- **Materials provided**
┌──
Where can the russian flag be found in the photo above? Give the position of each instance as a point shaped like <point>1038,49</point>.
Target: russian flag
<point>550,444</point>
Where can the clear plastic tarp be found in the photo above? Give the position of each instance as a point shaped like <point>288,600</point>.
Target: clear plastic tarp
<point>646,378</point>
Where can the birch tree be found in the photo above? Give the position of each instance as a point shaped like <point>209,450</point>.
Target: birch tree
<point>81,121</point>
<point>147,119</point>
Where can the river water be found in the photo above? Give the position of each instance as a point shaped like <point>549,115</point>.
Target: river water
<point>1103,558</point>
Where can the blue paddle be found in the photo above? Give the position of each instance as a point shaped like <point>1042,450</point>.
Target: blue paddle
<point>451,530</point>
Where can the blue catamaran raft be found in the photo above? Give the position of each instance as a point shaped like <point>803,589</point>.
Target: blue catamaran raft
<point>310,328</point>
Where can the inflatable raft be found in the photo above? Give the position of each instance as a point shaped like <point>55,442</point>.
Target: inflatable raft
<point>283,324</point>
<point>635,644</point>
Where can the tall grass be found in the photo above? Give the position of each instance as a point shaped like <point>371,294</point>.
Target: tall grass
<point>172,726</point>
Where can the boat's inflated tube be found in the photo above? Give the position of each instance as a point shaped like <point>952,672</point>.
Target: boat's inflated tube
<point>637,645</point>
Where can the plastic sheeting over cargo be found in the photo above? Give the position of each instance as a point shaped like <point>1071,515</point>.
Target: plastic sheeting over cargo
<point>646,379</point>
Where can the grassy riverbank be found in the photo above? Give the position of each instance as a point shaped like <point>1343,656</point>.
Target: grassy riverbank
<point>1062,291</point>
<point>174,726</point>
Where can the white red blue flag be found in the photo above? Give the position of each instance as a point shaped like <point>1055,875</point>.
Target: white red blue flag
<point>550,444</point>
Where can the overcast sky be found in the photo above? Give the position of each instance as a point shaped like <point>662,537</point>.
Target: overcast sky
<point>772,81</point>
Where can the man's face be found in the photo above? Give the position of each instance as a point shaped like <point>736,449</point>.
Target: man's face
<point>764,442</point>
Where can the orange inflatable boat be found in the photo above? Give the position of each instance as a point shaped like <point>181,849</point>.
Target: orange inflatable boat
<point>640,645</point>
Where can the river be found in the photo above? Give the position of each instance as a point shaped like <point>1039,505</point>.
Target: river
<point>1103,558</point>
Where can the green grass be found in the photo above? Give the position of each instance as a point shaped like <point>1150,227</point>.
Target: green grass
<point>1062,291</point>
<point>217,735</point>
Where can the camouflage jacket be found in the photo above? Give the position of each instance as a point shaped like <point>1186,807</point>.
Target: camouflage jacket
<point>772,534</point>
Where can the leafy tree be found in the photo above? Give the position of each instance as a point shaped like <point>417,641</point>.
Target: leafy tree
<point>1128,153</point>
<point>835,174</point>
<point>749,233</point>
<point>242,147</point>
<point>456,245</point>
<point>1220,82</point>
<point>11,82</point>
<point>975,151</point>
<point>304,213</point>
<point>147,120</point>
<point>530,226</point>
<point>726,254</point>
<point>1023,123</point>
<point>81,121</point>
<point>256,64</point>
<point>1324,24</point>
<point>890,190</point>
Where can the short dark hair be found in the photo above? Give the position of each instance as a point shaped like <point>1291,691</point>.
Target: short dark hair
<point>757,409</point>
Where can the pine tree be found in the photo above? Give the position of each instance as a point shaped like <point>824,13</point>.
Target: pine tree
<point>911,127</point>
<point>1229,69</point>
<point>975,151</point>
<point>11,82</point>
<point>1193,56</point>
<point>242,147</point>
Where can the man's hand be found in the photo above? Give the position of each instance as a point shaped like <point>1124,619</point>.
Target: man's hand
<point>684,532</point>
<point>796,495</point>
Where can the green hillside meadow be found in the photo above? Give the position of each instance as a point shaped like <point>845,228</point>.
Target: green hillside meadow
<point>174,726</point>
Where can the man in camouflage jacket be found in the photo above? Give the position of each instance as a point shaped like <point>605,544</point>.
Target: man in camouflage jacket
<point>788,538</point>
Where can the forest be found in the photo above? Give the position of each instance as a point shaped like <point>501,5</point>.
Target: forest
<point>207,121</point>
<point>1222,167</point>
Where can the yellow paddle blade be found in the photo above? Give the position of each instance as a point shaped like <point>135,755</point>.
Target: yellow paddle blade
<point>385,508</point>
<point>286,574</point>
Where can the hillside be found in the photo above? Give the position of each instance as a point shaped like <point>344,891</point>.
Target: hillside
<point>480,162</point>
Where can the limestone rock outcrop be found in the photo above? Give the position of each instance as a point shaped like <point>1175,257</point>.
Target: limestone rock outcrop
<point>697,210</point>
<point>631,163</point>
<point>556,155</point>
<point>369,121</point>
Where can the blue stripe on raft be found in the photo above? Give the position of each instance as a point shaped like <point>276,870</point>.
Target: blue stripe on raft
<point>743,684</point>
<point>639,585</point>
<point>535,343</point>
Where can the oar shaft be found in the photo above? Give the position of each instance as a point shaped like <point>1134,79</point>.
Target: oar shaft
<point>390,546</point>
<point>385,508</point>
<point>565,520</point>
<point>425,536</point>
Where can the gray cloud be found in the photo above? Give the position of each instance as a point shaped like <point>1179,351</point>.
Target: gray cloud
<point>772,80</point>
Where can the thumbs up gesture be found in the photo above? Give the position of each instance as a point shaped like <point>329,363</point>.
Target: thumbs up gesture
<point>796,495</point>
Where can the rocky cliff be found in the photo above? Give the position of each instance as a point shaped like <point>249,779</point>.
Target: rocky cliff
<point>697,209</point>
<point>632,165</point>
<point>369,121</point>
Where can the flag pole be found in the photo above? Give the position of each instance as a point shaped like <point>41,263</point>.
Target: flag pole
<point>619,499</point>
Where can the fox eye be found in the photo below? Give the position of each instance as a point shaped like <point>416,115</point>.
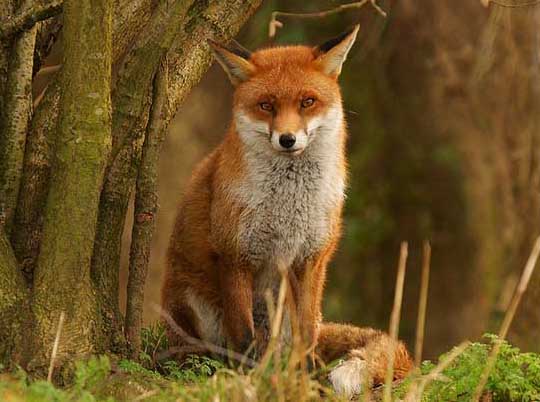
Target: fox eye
<point>308,102</point>
<point>266,106</point>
└──
- **What this task involves**
Print out all the material above exactly as it appears, omitting the images.

- **Response**
Where can the russian flag be found in the photo above? Give the position of each instance as a point shaped like <point>1038,49</point>.
Target: russian flag
<point>550,444</point>
Where can the clear plastic tarp be found in the photo above? Give the position of each instance as a point shaped like <point>288,600</point>.
Target: clear plastic tarp
<point>646,378</point>
Where can the birch tree be found in the photo above? Give the position of each instance as a point shaped like <point>209,450</point>.
Target: birch tree
<point>81,121</point>
<point>147,119</point>
Where can the river water be found in the photo above? Give the position of each instance as a point shaped like <point>549,115</point>.
Target: river water
<point>1103,558</point>
Where can the blue paddle be found in the photo above? Give the position of each instance as a point shaped like <point>1042,450</point>.
Target: blue paddle
<point>451,530</point>
Where can the blue catamaran raft be found in the photo above? Give the position of each instance as a point shaped like <point>803,589</point>.
Target: blue catamaran raft
<point>310,328</point>
Where can the inflatable raft be found in the photo above? Give the position of each instance as a point shaped like <point>55,442</point>.
Target: inflatable raft
<point>283,324</point>
<point>635,644</point>
Where can the tall grass be found in the photo above? Give the position of each instance as a point shaped like <point>371,294</point>.
Target: tall grass
<point>172,726</point>
Where can the boat's inflated tube be found in the photo above? Give the position of each instance as a point shaped like <point>952,672</point>.
Target: boat's inflated tube
<point>637,645</point>
Where can the plastic sheeting over cargo be found in the photo above? Give the position of each instance as a point shaped like <point>1071,515</point>.
Target: plastic sheeting over cargo
<point>646,379</point>
Where can the grassy riverbank be found in the photo above? Give the position of each instance as a point shaped like <point>1343,656</point>.
Target: grassy riverbank
<point>1062,291</point>
<point>174,726</point>
Where can the white red blue flag be found in the photo above? Give the position of each instance as a point shaped like <point>1055,875</point>.
Target: white red blue flag
<point>550,444</point>
Where can the overcast sky be found in the photo above? Give the position of each instance as a point shaped like <point>662,537</point>.
Target: overcast sky
<point>772,81</point>
Where can the man's face be found in the photo above? Give the position of each instance as a point shaped like <point>736,449</point>.
Target: man's face
<point>764,442</point>
Where can the orange inflatable boat be found in the photo above? Give the position of each instance as a point shaped like <point>181,849</point>.
Target: orange inflatable boat
<point>640,645</point>
Where can the river be found in the photo above? Give the position of each instance as a point shaped like <point>1039,505</point>.
Target: river
<point>1103,558</point>
Where can the green grass be found in the photo above? Give the position of each instance as a point shaped like <point>1150,227</point>.
Target: green grass
<point>1062,291</point>
<point>217,735</point>
Where can the camouflage jacket be found in the photo above? Give the position of each instance as a point shaped like <point>1186,807</point>.
Target: camouflage jacket
<point>772,534</point>
Where can the leafy tree be found in the photo above? Give the position of each instance as a point shaped like <point>417,641</point>.
Target: leafy tree
<point>1128,153</point>
<point>835,174</point>
<point>749,233</point>
<point>242,147</point>
<point>456,245</point>
<point>1220,82</point>
<point>11,82</point>
<point>975,151</point>
<point>304,213</point>
<point>147,120</point>
<point>530,226</point>
<point>726,254</point>
<point>1023,123</point>
<point>81,121</point>
<point>256,64</point>
<point>1324,24</point>
<point>890,190</point>
Where can the short dark hair be found in the photo above? Give the position of each instance as a point shaped like <point>1291,691</point>.
Target: short dark hair
<point>757,409</point>
Where can the pine tree be found in the photo above? Give the position of each instance as a point shaped like <point>824,13</point>.
Target: pine tree
<point>911,127</point>
<point>1229,69</point>
<point>975,151</point>
<point>11,82</point>
<point>1193,56</point>
<point>242,147</point>
Where can the man's hand be found in the photo above? Give the position of each instance as a point shaped like <point>1124,619</point>.
Target: man's hand
<point>684,532</point>
<point>796,495</point>
Where can the green hillside meadow be found in the photo above? Give the position of each instance as a point shaped like <point>845,228</point>.
Target: green hillside meadow
<point>174,726</point>
Where can the man in camouflage jacket be found in the photo above? Give the position of each instance as a point shaped like <point>605,544</point>.
Target: man in camouflage jacket
<point>788,538</point>
Where can the forest be found in the photo above? Give the position of each instance as a point shaped like <point>501,5</point>.
Target: forest
<point>207,121</point>
<point>1222,167</point>
Where can the yellow paddle blade be found in the photo above? Give the position of each instance as a point shaped like <point>135,755</point>.
Target: yellow paddle blade
<point>385,508</point>
<point>286,574</point>
Where can the hillside be found in the photo above? Give the position of each instance as a point shaped like <point>344,891</point>.
Target: hillside
<point>480,162</point>
Where can the limestone rock outcrop be found in the photo above? Give the position of each instance as a point shaped like <point>1175,257</point>.
Target: limestone rock outcrop
<point>697,210</point>
<point>631,163</point>
<point>556,155</point>
<point>369,121</point>
Where can the blue stripe on raft be found in the photo above? Give the position of each instance as a point shaped like <point>276,870</point>.
Target: blue stripe on raft
<point>743,684</point>
<point>639,585</point>
<point>535,343</point>
Where can the oar shaft be found in the photo above? Give the position of each instance as a point shaped like <point>1134,79</point>.
Target: oar shaft
<point>390,546</point>
<point>385,508</point>
<point>565,520</point>
<point>425,536</point>
Where can the gray cloud be found in the photo above? Give the position of each instance as a point shaped like <point>1179,351</point>.
Target: gray cloud
<point>772,80</point>
Where can the thumbs up gesture be found in the photo above? Give the position of each instance as a point shaped like <point>329,363</point>.
Target: thumbs up gesture
<point>796,495</point>
Where can the rocky cliff be found in the photo above? Give the position of each instance as a point shaped like <point>249,779</point>.
Target: rocky cliff
<point>697,209</point>
<point>632,165</point>
<point>369,121</point>
Where can the flag pole be found in the photo above? Give the position of each instance as a point shaped like <point>41,263</point>.
Target: flag pole
<point>619,499</point>
Where can the fox eye be found in the photo below? Give the position of each instance as a point shaped like <point>416,115</point>.
Target: fox eye
<point>308,102</point>
<point>266,106</point>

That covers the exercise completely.